Go through the listing below and repeat it exactly, omitting each picture.

■ ■ ■

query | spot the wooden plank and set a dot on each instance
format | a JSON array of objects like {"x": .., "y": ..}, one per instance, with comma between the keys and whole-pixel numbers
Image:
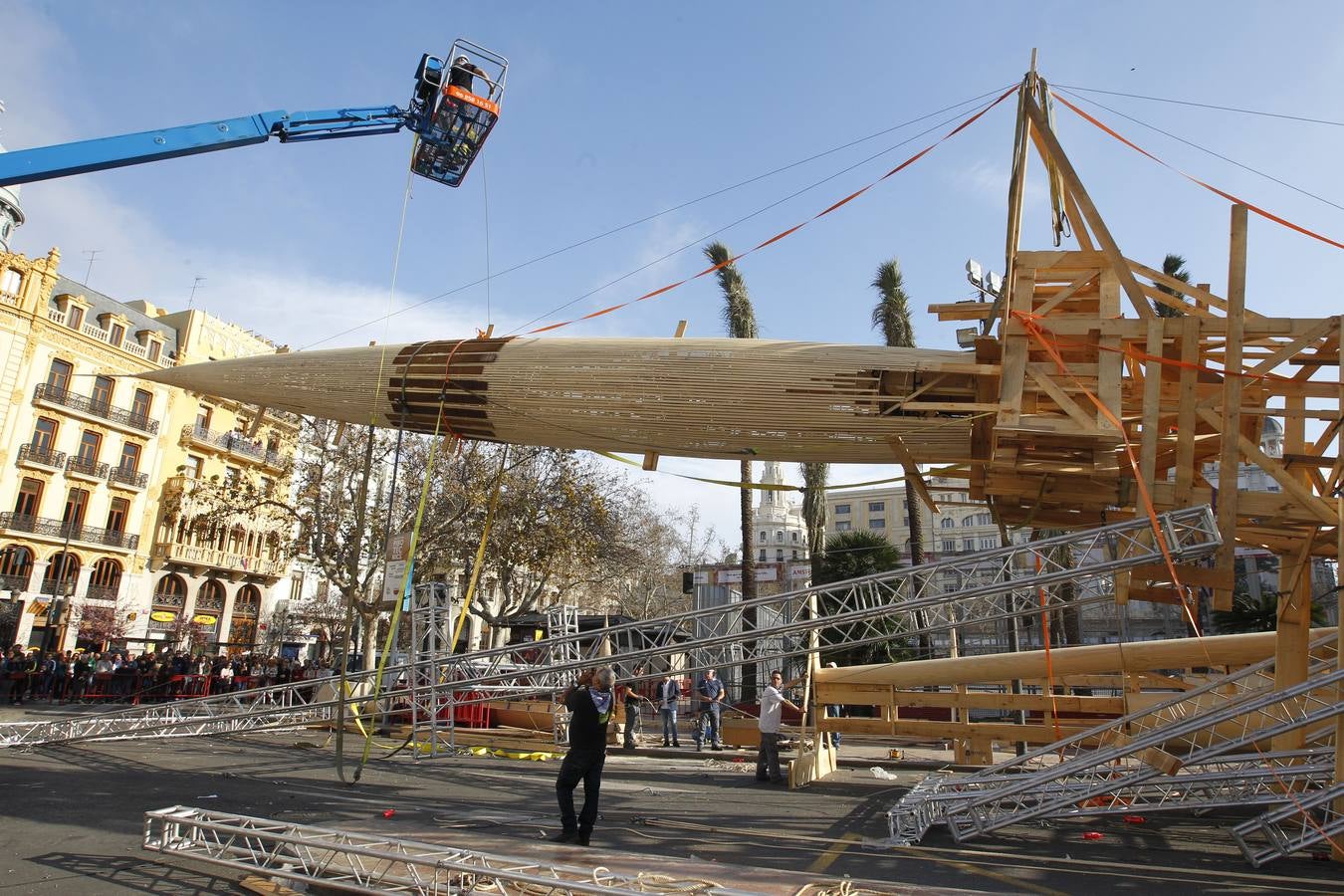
[
  {"x": 1152, "y": 402},
  {"x": 1085, "y": 204},
  {"x": 1232, "y": 423},
  {"x": 1186, "y": 410}
]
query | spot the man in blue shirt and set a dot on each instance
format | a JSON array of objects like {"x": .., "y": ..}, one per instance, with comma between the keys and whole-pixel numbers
[{"x": 711, "y": 711}]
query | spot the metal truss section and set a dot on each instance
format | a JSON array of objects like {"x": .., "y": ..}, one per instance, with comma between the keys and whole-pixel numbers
[
  {"x": 998, "y": 584},
  {"x": 1309, "y": 707},
  {"x": 1230, "y": 782},
  {"x": 1055, "y": 761},
  {"x": 359, "y": 862},
  {"x": 1305, "y": 821}
]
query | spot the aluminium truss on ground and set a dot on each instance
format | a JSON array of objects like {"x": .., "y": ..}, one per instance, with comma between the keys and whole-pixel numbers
[
  {"x": 364, "y": 864},
  {"x": 1302, "y": 821},
  {"x": 867, "y": 610},
  {"x": 1162, "y": 761}
]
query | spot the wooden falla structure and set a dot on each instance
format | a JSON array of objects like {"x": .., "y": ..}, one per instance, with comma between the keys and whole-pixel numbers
[{"x": 1077, "y": 404}]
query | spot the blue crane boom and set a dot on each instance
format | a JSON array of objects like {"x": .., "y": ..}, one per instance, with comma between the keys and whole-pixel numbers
[
  {"x": 449, "y": 118},
  {"x": 62, "y": 160}
]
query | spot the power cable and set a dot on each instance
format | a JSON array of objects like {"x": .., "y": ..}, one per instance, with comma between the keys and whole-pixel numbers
[
  {"x": 1205, "y": 149},
  {"x": 745, "y": 218},
  {"x": 651, "y": 216},
  {"x": 1207, "y": 105}
]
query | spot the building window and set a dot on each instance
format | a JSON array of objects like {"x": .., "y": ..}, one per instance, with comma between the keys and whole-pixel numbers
[
  {"x": 117, "y": 512},
  {"x": 89, "y": 445},
  {"x": 105, "y": 576},
  {"x": 58, "y": 377},
  {"x": 141, "y": 404},
  {"x": 77, "y": 501},
  {"x": 45, "y": 434},
  {"x": 129, "y": 457},
  {"x": 30, "y": 497},
  {"x": 101, "y": 395}
]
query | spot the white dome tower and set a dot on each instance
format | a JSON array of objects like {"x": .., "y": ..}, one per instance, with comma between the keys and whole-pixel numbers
[{"x": 11, "y": 212}]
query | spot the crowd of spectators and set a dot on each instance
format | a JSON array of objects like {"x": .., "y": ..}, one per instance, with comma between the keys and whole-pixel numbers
[{"x": 119, "y": 677}]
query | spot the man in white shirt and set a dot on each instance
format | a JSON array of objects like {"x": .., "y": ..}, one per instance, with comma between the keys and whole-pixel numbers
[{"x": 772, "y": 707}]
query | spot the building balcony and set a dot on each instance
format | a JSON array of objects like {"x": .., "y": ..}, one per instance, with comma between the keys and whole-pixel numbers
[
  {"x": 125, "y": 477},
  {"x": 85, "y": 406},
  {"x": 89, "y": 469},
  {"x": 57, "y": 531},
  {"x": 231, "y": 443},
  {"x": 202, "y": 558},
  {"x": 46, "y": 458}
]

■ ■ ■

ANSWER SPACE:
query | spot the wooden plank and set a dot on each instance
format | a JSON array of objects like {"x": .., "y": ..}, one per instance, with comma between the keys and whole-pixel numbers
Image:
[
  {"x": 1152, "y": 402},
  {"x": 1085, "y": 204},
  {"x": 1232, "y": 423},
  {"x": 1186, "y": 410}
]
query | spot the man in blue shirt and set a dot on each instance
format | a JSON array of objects like {"x": .., "y": ..}, one per instance, with comma between the keys and whole-pixel numbers
[{"x": 711, "y": 711}]
query | spot the metal truss section and set a dot on each instance
format | a JSON array of objects like {"x": .., "y": ..}, one per instance, with comma between the keys and whole-pixel numbers
[
  {"x": 998, "y": 584},
  {"x": 1309, "y": 707},
  {"x": 1230, "y": 782},
  {"x": 1055, "y": 761},
  {"x": 359, "y": 862},
  {"x": 1305, "y": 821}
]
query | spot the aluminium truss on ground and set a dot on each instance
format | a JSON array of objects like {"x": .., "y": ..}, one per instance, with comma between the keys and whole-pixel numbers
[
  {"x": 364, "y": 864},
  {"x": 1302, "y": 821},
  {"x": 867, "y": 610},
  {"x": 1162, "y": 761}
]
query | spot the wooden falla structure and set a dot on each instance
format | a JSON array of objects like {"x": .., "y": ..}, one per instance, with comma between the keys and whole-pixel numbers
[{"x": 1077, "y": 404}]
query | spot the blue crane boom and set a dot on each instance
format | a JSON array of objects like {"x": .., "y": ..}, one per instance, with comma between the keys and whole-pixel numbers
[
  {"x": 449, "y": 118},
  {"x": 62, "y": 160}
]
query | spot the power cable and set a dot on each instance
format | a JSON array of objects like {"x": .., "y": ..}, one per instance, with comma between the keys and whole-pixel numbers
[
  {"x": 1205, "y": 149},
  {"x": 745, "y": 218},
  {"x": 651, "y": 216},
  {"x": 1207, "y": 105}
]
query | spot the building window and set a dot on each instance
format | a JSON array of objects like {"x": .., "y": ..}, one per instance, with comma between the keys and whole-pixel numbers
[
  {"x": 117, "y": 512},
  {"x": 89, "y": 445},
  {"x": 105, "y": 576},
  {"x": 58, "y": 377},
  {"x": 141, "y": 404},
  {"x": 77, "y": 501},
  {"x": 45, "y": 434},
  {"x": 129, "y": 457},
  {"x": 30, "y": 497},
  {"x": 101, "y": 395}
]
query | spot the white dome tower and set a dot on each instance
format | a JSON array of objects like {"x": .., "y": ..}, one per instance, with comma between the keys and whole-pixel numbers
[{"x": 11, "y": 212}]
query | spot the crowd of spectators and set a dot on each instance
format | a JSON array of objects like {"x": .., "y": ..}, one per instance, with comma between the keys and whole-pixel numbers
[{"x": 119, "y": 677}]
query | spot the man in white shirt and set a dot on each instance
format | a JSON array of objects like {"x": .., "y": ..}, one per instance, with comma between the keys and whole-pixel numbers
[{"x": 772, "y": 707}]
query | spot the building balcony and set a dot on each instance
format | a JSON array of objects like {"x": .., "y": ..}, one per instance, with comma between the keys and whole-pixel numbers
[
  {"x": 125, "y": 477},
  {"x": 85, "y": 406},
  {"x": 89, "y": 469},
  {"x": 57, "y": 531},
  {"x": 231, "y": 443},
  {"x": 202, "y": 558},
  {"x": 46, "y": 458}
]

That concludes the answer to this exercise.